__What the task asks__: From the line containing "else: point(587, 120)." to the line containing "point(151, 453)", rewrite the entries with "plastic sheeting" changed to "tarp" and nothing else altered.

***** Data excerpts *****

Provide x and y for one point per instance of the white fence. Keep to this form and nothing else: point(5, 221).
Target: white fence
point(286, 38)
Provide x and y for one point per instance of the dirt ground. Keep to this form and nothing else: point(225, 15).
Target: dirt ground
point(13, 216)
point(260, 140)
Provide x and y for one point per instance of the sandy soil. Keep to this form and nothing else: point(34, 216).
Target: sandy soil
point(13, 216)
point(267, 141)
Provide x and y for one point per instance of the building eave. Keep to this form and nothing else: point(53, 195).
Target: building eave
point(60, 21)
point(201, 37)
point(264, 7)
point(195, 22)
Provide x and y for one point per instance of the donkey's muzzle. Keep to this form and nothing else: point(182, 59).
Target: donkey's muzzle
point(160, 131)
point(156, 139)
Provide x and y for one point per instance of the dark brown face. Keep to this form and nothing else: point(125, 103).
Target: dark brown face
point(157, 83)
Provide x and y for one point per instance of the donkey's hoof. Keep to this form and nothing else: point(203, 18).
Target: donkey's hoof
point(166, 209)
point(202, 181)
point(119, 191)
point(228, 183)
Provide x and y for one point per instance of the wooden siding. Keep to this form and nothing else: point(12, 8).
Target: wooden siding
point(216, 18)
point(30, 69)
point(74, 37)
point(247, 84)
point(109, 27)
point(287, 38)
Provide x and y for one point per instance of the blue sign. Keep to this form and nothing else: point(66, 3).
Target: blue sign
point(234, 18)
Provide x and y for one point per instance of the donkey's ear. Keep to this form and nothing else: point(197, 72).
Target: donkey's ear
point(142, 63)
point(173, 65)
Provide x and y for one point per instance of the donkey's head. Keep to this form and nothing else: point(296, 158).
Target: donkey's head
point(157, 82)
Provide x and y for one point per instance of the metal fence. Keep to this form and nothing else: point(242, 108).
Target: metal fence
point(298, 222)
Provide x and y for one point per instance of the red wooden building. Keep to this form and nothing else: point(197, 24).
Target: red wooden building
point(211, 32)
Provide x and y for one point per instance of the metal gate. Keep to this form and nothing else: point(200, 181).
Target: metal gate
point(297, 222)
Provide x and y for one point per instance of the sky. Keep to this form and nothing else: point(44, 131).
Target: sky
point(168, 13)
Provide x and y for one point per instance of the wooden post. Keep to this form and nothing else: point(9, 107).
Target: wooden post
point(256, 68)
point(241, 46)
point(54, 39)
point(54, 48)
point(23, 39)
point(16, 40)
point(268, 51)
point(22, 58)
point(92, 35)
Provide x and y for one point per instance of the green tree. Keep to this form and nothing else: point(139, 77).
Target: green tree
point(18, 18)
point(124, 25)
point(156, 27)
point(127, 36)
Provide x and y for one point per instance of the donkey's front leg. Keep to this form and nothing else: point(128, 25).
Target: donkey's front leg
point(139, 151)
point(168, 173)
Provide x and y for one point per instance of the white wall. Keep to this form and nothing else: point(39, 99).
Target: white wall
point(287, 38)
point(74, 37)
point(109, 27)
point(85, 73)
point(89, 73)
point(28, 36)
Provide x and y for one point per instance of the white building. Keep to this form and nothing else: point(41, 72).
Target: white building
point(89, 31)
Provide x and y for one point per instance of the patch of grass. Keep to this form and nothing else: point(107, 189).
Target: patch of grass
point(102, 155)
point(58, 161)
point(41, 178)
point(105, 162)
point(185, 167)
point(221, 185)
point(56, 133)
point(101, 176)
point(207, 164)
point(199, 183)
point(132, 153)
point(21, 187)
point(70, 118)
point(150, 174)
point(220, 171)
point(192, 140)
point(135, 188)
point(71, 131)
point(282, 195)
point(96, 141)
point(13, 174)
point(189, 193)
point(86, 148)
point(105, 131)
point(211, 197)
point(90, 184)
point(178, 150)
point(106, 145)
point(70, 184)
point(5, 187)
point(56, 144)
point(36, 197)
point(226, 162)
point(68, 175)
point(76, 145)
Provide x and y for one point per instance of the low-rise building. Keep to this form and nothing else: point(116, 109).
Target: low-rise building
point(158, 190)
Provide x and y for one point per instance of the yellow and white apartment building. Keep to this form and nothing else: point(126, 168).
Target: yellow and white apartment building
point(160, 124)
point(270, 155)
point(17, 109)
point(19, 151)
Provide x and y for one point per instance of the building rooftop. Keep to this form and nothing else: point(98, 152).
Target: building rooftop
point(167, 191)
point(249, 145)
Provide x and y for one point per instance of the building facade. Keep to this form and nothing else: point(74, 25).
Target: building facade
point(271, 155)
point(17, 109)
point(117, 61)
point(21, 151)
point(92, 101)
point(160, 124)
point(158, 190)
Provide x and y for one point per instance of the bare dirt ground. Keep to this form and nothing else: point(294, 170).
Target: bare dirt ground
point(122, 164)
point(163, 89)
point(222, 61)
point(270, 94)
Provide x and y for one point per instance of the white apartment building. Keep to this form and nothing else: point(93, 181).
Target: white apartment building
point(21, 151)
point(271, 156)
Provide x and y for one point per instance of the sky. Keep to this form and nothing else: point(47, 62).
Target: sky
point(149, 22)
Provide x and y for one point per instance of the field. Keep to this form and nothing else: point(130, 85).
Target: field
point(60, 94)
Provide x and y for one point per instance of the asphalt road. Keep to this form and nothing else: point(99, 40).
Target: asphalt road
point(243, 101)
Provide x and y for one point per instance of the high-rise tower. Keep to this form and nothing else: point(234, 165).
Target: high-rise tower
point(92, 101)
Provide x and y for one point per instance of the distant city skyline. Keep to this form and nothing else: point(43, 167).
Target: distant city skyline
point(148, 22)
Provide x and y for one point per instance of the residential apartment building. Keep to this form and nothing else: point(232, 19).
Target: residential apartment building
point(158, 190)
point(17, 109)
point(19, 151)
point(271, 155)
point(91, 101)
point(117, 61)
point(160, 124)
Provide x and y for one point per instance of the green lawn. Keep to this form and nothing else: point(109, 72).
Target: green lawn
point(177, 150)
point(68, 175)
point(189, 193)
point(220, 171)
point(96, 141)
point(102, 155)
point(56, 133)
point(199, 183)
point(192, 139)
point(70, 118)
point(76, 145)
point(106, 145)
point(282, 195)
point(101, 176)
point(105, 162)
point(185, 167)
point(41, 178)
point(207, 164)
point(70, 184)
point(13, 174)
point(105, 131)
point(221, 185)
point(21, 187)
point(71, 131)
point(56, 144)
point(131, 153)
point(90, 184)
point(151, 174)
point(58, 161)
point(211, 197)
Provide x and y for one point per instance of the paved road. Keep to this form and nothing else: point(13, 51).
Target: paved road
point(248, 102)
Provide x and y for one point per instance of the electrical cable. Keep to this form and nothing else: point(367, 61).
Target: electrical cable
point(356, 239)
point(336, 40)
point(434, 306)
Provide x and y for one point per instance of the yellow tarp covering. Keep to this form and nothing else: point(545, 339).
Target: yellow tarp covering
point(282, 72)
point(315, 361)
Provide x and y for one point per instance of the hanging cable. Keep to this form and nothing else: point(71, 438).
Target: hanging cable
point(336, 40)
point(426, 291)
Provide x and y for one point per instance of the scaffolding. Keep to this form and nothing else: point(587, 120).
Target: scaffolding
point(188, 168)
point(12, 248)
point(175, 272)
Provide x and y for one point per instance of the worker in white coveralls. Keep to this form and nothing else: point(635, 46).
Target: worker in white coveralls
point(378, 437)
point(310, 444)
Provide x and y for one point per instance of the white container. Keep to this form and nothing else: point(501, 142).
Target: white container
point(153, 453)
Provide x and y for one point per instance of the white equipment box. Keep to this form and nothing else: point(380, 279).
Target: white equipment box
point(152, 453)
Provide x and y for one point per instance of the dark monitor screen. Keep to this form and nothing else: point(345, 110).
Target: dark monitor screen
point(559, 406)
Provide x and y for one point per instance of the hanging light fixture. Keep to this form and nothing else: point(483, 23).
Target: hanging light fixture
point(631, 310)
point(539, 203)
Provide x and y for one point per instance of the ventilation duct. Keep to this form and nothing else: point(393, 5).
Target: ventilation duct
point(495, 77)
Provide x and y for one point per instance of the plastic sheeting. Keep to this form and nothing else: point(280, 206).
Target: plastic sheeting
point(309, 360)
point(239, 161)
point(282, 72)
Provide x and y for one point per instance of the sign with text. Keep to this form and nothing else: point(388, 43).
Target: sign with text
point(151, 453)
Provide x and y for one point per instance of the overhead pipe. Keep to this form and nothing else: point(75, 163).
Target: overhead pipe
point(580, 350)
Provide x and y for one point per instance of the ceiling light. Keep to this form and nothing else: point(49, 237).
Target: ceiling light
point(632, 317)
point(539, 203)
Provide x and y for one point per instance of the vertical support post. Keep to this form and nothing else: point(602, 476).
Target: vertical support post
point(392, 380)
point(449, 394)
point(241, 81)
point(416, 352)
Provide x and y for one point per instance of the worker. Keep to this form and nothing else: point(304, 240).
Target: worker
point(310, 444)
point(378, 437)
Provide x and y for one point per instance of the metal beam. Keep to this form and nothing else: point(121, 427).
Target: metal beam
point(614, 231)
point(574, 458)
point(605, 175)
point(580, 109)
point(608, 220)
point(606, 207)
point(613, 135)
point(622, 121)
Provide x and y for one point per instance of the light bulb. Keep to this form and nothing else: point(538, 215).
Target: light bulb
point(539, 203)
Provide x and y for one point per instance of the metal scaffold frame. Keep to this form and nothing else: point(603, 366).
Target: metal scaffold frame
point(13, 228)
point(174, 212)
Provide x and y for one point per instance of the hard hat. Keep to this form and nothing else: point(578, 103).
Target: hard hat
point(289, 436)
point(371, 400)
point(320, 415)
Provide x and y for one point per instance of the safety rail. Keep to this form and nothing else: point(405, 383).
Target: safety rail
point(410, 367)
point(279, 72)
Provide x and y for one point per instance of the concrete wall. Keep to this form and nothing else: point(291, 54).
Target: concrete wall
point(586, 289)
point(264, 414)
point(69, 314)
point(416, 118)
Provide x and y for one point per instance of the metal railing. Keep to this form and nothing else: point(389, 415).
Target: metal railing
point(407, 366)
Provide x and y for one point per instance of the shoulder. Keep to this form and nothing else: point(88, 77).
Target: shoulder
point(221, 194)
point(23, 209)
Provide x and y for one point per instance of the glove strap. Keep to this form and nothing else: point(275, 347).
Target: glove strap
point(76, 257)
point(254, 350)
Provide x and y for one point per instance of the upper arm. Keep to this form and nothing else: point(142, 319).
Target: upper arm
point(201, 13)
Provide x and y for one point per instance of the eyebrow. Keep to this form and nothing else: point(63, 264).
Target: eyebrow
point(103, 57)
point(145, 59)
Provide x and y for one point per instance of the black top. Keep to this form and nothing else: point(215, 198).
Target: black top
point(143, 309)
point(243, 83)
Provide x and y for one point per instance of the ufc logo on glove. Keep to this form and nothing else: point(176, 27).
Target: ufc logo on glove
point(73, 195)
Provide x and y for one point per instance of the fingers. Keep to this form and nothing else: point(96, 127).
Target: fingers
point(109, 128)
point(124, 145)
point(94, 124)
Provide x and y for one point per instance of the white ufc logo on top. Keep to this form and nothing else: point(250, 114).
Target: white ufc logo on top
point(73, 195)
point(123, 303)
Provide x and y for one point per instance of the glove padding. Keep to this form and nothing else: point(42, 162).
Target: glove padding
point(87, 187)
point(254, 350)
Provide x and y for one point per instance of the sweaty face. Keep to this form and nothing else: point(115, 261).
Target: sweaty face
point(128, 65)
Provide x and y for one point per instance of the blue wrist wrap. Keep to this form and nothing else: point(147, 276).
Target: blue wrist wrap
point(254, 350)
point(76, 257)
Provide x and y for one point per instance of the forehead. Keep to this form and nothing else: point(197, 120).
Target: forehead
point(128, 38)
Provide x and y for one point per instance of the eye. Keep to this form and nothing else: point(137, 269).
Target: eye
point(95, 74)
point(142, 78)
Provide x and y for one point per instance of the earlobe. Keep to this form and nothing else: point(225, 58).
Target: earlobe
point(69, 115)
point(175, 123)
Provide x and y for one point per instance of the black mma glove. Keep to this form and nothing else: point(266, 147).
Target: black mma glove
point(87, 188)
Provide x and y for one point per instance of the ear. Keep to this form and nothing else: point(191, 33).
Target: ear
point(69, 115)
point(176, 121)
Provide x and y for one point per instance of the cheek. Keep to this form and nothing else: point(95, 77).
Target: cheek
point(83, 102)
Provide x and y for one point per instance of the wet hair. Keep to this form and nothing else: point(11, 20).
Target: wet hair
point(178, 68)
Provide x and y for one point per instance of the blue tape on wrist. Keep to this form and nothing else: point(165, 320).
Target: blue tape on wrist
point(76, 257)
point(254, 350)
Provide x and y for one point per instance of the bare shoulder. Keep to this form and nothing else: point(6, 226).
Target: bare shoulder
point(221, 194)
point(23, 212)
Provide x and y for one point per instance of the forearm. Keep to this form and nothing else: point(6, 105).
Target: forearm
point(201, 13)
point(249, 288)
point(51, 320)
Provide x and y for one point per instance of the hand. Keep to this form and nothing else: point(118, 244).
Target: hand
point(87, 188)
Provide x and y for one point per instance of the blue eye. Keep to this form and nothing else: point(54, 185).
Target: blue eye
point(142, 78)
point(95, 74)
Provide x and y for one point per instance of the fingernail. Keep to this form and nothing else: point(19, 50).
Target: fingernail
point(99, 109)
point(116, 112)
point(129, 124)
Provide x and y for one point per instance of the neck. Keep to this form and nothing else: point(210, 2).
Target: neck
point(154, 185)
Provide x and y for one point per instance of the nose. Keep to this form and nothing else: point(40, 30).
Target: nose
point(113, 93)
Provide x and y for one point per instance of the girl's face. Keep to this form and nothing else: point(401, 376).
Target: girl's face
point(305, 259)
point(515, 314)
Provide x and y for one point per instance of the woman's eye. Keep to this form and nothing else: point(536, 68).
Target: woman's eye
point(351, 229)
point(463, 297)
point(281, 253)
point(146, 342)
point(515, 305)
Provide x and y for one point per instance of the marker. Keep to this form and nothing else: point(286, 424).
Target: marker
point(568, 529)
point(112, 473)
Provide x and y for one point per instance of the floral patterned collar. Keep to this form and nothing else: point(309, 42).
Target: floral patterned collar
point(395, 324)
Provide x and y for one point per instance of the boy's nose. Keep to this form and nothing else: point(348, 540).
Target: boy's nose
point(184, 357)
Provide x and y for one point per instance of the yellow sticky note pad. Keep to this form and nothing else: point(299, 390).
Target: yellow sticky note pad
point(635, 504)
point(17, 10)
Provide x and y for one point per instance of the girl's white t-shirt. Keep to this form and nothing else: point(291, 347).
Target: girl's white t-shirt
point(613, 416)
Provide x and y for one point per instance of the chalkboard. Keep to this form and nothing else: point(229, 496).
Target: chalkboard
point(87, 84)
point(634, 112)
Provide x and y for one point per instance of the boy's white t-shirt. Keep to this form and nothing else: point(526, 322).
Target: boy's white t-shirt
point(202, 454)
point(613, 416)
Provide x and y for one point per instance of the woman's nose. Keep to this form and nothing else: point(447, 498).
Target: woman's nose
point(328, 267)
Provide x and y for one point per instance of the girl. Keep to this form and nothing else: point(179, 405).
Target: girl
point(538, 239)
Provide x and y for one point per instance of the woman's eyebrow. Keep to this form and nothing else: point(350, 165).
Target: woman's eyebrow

*****

__Correct result__:
Provide x and y for one point per instance of the scaffolding. Keep to this form and nothing else: point(587, 120).
Target: scaffolding
point(188, 168)
point(12, 248)
point(175, 272)
Provide x and y for one point per instance of the worker in white coveralls. Keep to this form and nothing else: point(635, 46).
Target: worker in white coveralls
point(378, 437)
point(310, 444)
Provide x and y for one point per instance of the white container. Keep to this form and nothing else: point(501, 142).
Target: white container
point(153, 453)
Provide x and y for one point per instance of the white equipment box. Keep to this form and nothing else: point(380, 279).
Target: white equipment box
point(152, 453)
Provide x and y for one point per instance of the dark monitor screen. Keep to this form and nothing else: point(345, 110).
Target: dark monitor screen
point(559, 406)
Provide x and y for one point per instance of the hanging light fixture. Keep to this form and nothing else: point(483, 23).
Target: hanging light fixture
point(631, 310)
point(539, 203)
Provide x and y for one point per instance of the ventilation duct. Keep to this form and nothing else: point(393, 5).
Target: ventilation duct
point(495, 77)
Provide x and y for one point per instance of the tarp. Keep to this form and nothing else: point(280, 206).
Target: tarp
point(309, 360)
point(239, 161)
point(282, 72)
Provide x and y for one point per instance of the sign with text. Keep to this form and nothing else: point(388, 43).
Target: sign with text
point(151, 453)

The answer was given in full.